Could you reproduce, as a numbered list, the lines of the listing from the line with "negative clicks: (642, 586)" to the line with "box: [432, 440, 491, 600]", both included and blank lines left out? Give only those lines.

++++ Source material

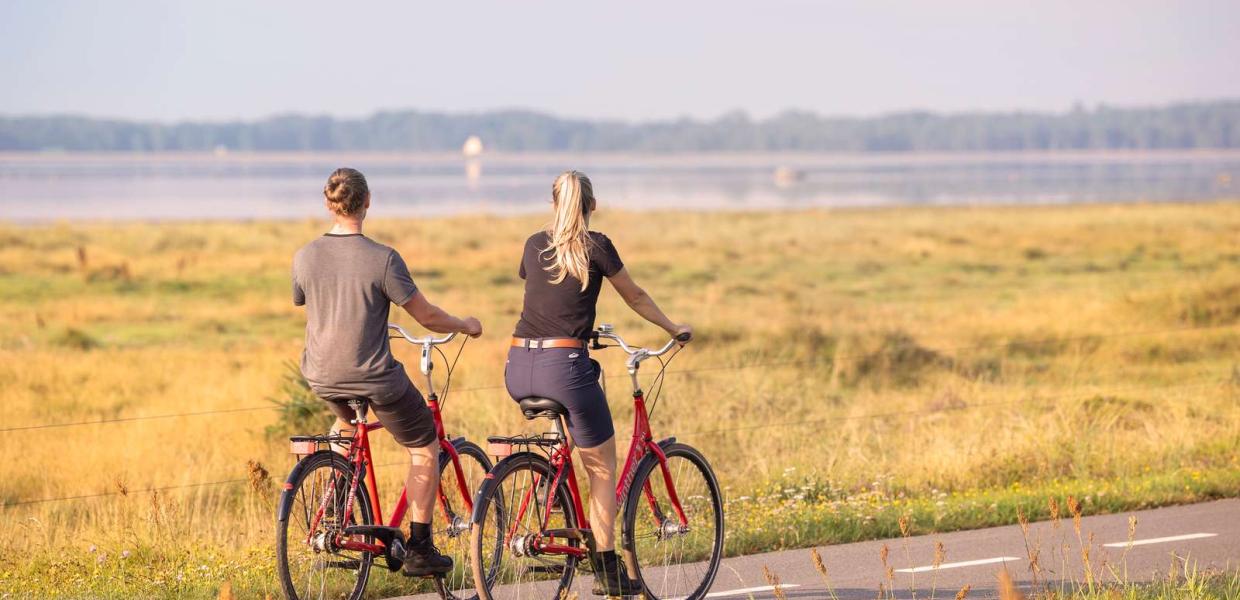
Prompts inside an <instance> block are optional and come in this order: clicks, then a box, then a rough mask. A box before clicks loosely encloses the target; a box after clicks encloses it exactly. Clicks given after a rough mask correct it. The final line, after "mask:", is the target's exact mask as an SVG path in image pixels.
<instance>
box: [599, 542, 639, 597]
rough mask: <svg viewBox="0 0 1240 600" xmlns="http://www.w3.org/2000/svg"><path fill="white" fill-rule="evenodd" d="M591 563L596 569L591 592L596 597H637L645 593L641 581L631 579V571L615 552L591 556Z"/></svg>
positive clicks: (600, 552)
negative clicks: (642, 586)
mask: <svg viewBox="0 0 1240 600" xmlns="http://www.w3.org/2000/svg"><path fill="white" fill-rule="evenodd" d="M590 563H591V564H593V567H594V588H590V591H591V593H593V594H594V595H595V596H636V595H639V594H642V593H644V590H642V588H641V581H637V580H636V579H629V569H626V568H625V565H624V562H622V560H620V557H616V553H615V550H608V552H599V553H594V554H590Z"/></svg>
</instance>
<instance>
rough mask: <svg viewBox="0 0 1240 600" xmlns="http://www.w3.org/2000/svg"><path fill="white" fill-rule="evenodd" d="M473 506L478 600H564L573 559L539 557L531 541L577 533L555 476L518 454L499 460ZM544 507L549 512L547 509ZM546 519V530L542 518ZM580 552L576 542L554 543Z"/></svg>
mask: <svg viewBox="0 0 1240 600" xmlns="http://www.w3.org/2000/svg"><path fill="white" fill-rule="evenodd" d="M491 475H492V477H494V479H487V480H486V482H485V483H484V485H482V490H481V491H480V492H479V495H477V503H476V506H475V507H474V523H472V544H471V559H472V563H474V580H475V585H476V589H477V593H479V596H480V598H481V599H482V600H510V599H511V600H521V599H529V598H551V599H559V598H567V594H568V590H569V588H570V586H572V585H573V574H574V570H575V569H577V563H578V559H577V558H575V557H573V555H572V554H552V553H542V552H539V550H537V549H536V547H534V545H536V544H534V540H536V539H539V538H542V537H543V532H544V531H546V529H577V528H578V527H579V526H578V516H577V511H575V510H574V507H573V498H572V497H570V496H569V492H568V486H567V485H565V483H564V481H560V482H559V485H558V486H556V490H551V483H552V481H553V480H554V479H556V471H554V470H553V469H552V466H551V464H548V462H547V459H543V457H542V456H537V455H534V454H531V452H521V454H515V455H512V456H508V457H507V459H503V460H502V461H500V464H498V465H496V466H495V470H494V471H491ZM548 506H549V508H548ZM548 511H549V514H551V518H549V519H548V521H547V523H546V527H543V517H544V516H546V514H548ZM556 542H557V543H559V544H564V545H569V547H574V548H579V547H580V545H582V543H580V542H579V540H577V539H564V538H556Z"/></svg>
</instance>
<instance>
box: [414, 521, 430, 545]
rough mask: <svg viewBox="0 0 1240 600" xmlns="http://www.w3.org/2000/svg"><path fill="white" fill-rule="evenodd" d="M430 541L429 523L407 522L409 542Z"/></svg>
mask: <svg viewBox="0 0 1240 600" xmlns="http://www.w3.org/2000/svg"><path fill="white" fill-rule="evenodd" d="M425 539H430V523H418V522H415V521H410V522H409V542H422V540H425Z"/></svg>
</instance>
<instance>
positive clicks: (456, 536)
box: [432, 440, 491, 600]
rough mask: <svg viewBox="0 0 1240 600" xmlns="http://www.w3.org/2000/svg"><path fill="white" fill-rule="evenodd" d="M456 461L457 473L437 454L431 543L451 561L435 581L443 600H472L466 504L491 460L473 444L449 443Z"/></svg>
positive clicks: (484, 472) (476, 491)
mask: <svg viewBox="0 0 1240 600" xmlns="http://www.w3.org/2000/svg"><path fill="white" fill-rule="evenodd" d="M453 448H455V449H456V455H458V457H459V460H460V467H461V470H460V474H458V472H456V467H455V465H453V461H451V459H450V457H449V456H448V452H440V454H439V490H440V497H439V498H438V501H436V505H438V506H436V507H435V514H434V517H433V518H432V523H433V526H434V539H435V544H438V545H439V548H440V552H443V553H444V554H445V555H449V557H451V558H453V564H454V567H453V570H451V573H449V574H446V575H444V576H443V578H435V588H436V589H438V591H439V595H440V596H441V598H444V599H446V600H472V599H476V598H477V591H475V589H474V571H472V569H471V564H470V542H471V540H470V534H469V529H470V523H469V522H470V517H471V514H470V511H469V506H470V502H471V501H472V500H474V496H472V495H474V493H475V492H477V490H479V488H480V487H482V477H485V476H486V472H487V471H490V470H491V459H490V457H487V455H486V452H484V451H482V449H481V448H479V446H477V444H474V443H472V441H466V440H456V441H454V443H453Z"/></svg>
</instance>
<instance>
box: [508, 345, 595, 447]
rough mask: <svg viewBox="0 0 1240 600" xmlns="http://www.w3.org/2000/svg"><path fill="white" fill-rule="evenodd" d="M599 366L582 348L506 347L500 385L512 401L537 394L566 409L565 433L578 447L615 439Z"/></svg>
mask: <svg viewBox="0 0 1240 600" xmlns="http://www.w3.org/2000/svg"><path fill="white" fill-rule="evenodd" d="M600 372H601V369H600V367H599V363H598V362H594V361H593V360H591V358H590V355H589V352H587V351H585V348H518V347H513V348H508V362H507V364H505V367H503V383H505V384H506V386H507V388H508V395H512V399H513V400H520V399H522V398H528V397H531V395H539V397H543V398H551V399H553V400H556V402H558V403H560V404H563V405H564V408H567V409H568V430H569V433H570V434H573V443H575V444H577V445H578V446H580V448H594V446H598V445H599V444H603V443H604V441H608V440H609V439H611V438H613V436H615V426H614V425H613V424H611V409H610V408H609V407H608V397H606V394H604V393H603V388H601V387H600V386H599V373H600Z"/></svg>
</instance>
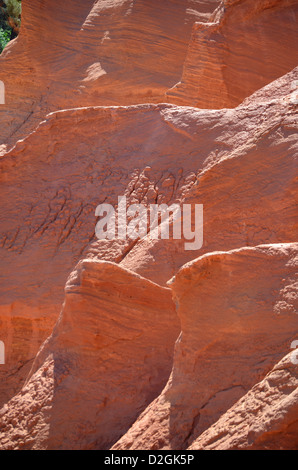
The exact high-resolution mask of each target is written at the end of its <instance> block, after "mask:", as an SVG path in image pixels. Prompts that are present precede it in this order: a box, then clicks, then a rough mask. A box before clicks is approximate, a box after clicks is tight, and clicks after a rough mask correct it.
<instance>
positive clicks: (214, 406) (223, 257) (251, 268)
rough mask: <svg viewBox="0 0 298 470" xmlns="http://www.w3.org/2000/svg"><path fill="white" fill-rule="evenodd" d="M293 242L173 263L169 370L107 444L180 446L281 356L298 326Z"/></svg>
mask: <svg viewBox="0 0 298 470" xmlns="http://www.w3.org/2000/svg"><path fill="white" fill-rule="evenodd" d="M297 248H298V246H297V244H288V245H283V244H281V245H265V246H259V247H255V248H243V249H240V250H234V251H230V252H227V253H225V252H215V253H212V254H208V255H204V256H202V257H201V258H199V259H198V260H195V261H193V262H191V263H188V264H186V265H185V266H184V267H183V268H181V269H180V270H179V272H178V273H177V275H176V276H175V277H174V278H173V279H172V280H171V281H170V283H169V285H170V287H171V288H172V290H173V293H174V298H175V300H176V302H177V304H178V309H177V312H178V315H179V318H180V320H181V334H180V337H179V340H178V341H177V343H176V347H175V355H174V363H173V369H172V373H171V377H170V379H169V382H168V384H167V386H166V387H165V389H164V391H163V392H162V394H161V395H160V396H159V397H158V398H157V399H156V400H155V401H154V402H153V403H152V404H150V406H149V407H148V408H147V410H145V411H144V413H143V414H142V415H141V416H140V418H139V419H138V420H137V422H136V423H135V424H134V425H133V426H132V428H131V429H130V430H129V431H128V433H127V434H126V435H125V436H123V437H122V438H121V440H120V441H119V442H118V443H117V444H116V445H115V446H114V447H113V449H115V450H117V449H118V450H119V449H130V450H134V449H143V450H152V449H155V450H156V449H160V450H167V449H187V448H188V447H189V446H191V444H192V443H193V441H195V439H196V438H197V436H199V435H200V434H202V432H204V431H205V430H206V429H208V428H209V427H210V426H211V425H212V424H213V423H214V422H215V421H216V420H217V419H218V418H220V417H221V416H222V415H223V414H224V413H225V412H226V411H227V410H228V409H229V408H230V407H231V406H232V405H233V404H234V403H235V402H236V401H237V400H238V399H239V398H240V397H242V396H243V395H245V394H246V392H248V391H249V390H250V388H251V387H253V385H254V384H256V383H257V382H259V381H260V379H262V378H263V377H264V376H265V375H266V374H267V373H268V372H269V371H270V370H271V368H272V367H273V366H274V364H275V363H277V362H278V361H279V360H281V359H282V358H283V356H284V355H285V354H286V353H287V352H288V351H289V349H290V346H291V343H292V341H293V339H294V338H295V332H296V331H297V327H298V318H297V307H298V305H297V284H295V281H296V279H295V272H296V270H297ZM269 272H270V276H269V275H268V273H269ZM283 385H284V387H285V389H286V388H287V387H286V384H283ZM292 386H293V389H294V388H295V386H296V387H297V381H296V382H295V381H293V383H292ZM291 390H292V389H291ZM292 391H293V390H292ZM293 393H294V392H293ZM260 400H261V397H260ZM293 401H294V397H293ZM292 405H293V402H292ZM239 406H240V405H239ZM264 406H265V405H264ZM237 409H238V408H237ZM255 411H256V410H255ZM244 413H245V411H244ZM247 413H248V411H247ZM293 413H294V414H295V413H296V415H295V416H296V418H295V419H296V420H297V418H298V416H297V403H296V407H295V406H294V405H293ZM233 417H234V418H235V414H234V415H233ZM239 422H240V421H239ZM228 429H230V428H229V427H228ZM240 429H241V428H240ZM230 432H232V431H230ZM235 432H236V433H237V431H235ZM239 432H240V430H239ZM218 440H220V439H219V438H218ZM292 445H293V441H292ZM214 447H216V448H217V446H216V445H215V446H214Z"/></svg>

++++++++

__Response__:
1. negative clicks: (642, 586)
2. mask: <svg viewBox="0 0 1240 600" xmlns="http://www.w3.org/2000/svg"><path fill="white" fill-rule="evenodd" d="M590 563H591V564H593V567H594V588H590V591H591V593H593V594H594V595H595V596H636V595H639V594H642V593H644V590H642V588H641V581H637V580H636V579H629V569H626V568H625V565H624V562H622V560H620V557H616V553H615V550H608V552H599V553H594V554H590Z"/></svg>
3. </instance>
4. <instance>
5. rough mask: <svg viewBox="0 0 1240 600" xmlns="http://www.w3.org/2000/svg"><path fill="white" fill-rule="evenodd" d="M473 506L478 600H564L573 559L539 557L531 541L577 533L555 476L518 454L499 460ZM544 507L549 512L547 509ZM546 519V530L542 518ZM580 552L576 542L554 543Z"/></svg>
6. mask: <svg viewBox="0 0 1240 600" xmlns="http://www.w3.org/2000/svg"><path fill="white" fill-rule="evenodd" d="M491 475H492V477H494V479H487V480H486V482H485V483H484V485H482V490H481V491H480V492H479V495H477V503H476V506H475V507H474V523H472V544H471V559H472V563H474V580H475V585H476V589H477V593H479V596H480V598H481V599H482V600H510V599H511V600H521V599H529V598H551V599H559V598H567V594H568V590H569V588H570V586H572V585H573V574H574V570H575V569H577V563H578V559H577V558H575V557H573V555H572V554H552V553H542V552H539V550H537V549H536V547H534V545H536V544H534V540H536V539H539V538H542V537H543V532H544V531H546V529H577V528H578V527H579V526H578V516H577V511H575V510H574V507H573V498H572V497H570V496H569V492H568V486H567V485H565V483H564V481H560V482H559V485H558V486H556V490H551V483H552V481H553V480H554V479H556V471H554V470H553V469H552V466H551V464H548V462H547V459H543V457H542V456H537V455H534V454H531V452H521V454H515V455H512V456H508V457H507V459H503V460H502V461H500V464H498V465H496V466H495V470H494V471H491ZM548 506H549V508H548ZM548 511H549V514H551V518H549V519H548V521H547V523H546V527H543V517H544V516H546V514H548ZM556 542H557V543H559V544H564V545H569V547H574V548H579V547H580V545H582V543H580V542H579V540H577V539H564V538H556Z"/></svg>
7. </instance>
8. <instance>
9. box: [414, 521, 430, 545]
10. rough mask: <svg viewBox="0 0 1240 600" xmlns="http://www.w3.org/2000/svg"><path fill="white" fill-rule="evenodd" d="M430 541L429 523L407 522L409 542Z"/></svg>
11. mask: <svg viewBox="0 0 1240 600" xmlns="http://www.w3.org/2000/svg"><path fill="white" fill-rule="evenodd" d="M425 539H430V523H418V522H415V521H410V522H409V542H422V540H425Z"/></svg>
12. </instance>
13. <instance>
14. positive clicks: (456, 536)
15. box: [432, 440, 491, 600]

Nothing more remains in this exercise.